- **Problem**: Convert every line of the entries below into a Markdown table with the columns "Row" and "Line", numbering each row and omitting blank lines.

- **Records provided**:

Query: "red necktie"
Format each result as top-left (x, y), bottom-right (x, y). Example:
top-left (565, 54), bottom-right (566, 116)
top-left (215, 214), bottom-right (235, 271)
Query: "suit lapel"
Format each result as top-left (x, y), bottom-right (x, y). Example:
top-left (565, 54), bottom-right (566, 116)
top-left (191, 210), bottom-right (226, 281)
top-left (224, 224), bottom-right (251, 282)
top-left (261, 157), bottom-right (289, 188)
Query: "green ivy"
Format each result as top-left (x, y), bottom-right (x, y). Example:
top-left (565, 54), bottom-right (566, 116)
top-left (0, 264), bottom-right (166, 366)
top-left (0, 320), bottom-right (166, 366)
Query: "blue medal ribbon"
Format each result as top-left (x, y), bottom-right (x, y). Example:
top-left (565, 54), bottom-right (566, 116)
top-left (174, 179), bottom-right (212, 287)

- **Exercise output**:
| Row | Line |
|---|---|
| 1 | Query: "red necktie" |
| 2 | Format each result as top-left (x, y), bottom-right (x, y). Example: |
| 3 | top-left (565, 54), bottom-right (566, 116) |
| 4 | top-left (215, 214), bottom-right (235, 271) |
| 5 | Query: "suit lapel" |
| 6 | Format each result as top-left (x, y), bottom-right (x, y). Example: |
| 7 | top-left (565, 54), bottom-right (566, 116) |
| 8 | top-left (191, 210), bottom-right (226, 281) |
| 9 | top-left (224, 224), bottom-right (251, 282) |
| 10 | top-left (261, 157), bottom-right (289, 188) |
| 11 | Query: "green ivy" |
| 12 | Format each result as top-left (x, y), bottom-right (x, y). Example: |
| 13 | top-left (565, 54), bottom-right (566, 116) |
| 14 | top-left (0, 264), bottom-right (166, 366) |
| 15 | top-left (0, 320), bottom-right (166, 366) |
| 16 | Query: "blue medal ribbon" |
| 17 | Format each result as top-left (x, y), bottom-right (x, y). Example: |
| 18 | top-left (565, 54), bottom-right (566, 116) |
| 19 | top-left (174, 179), bottom-right (212, 287) |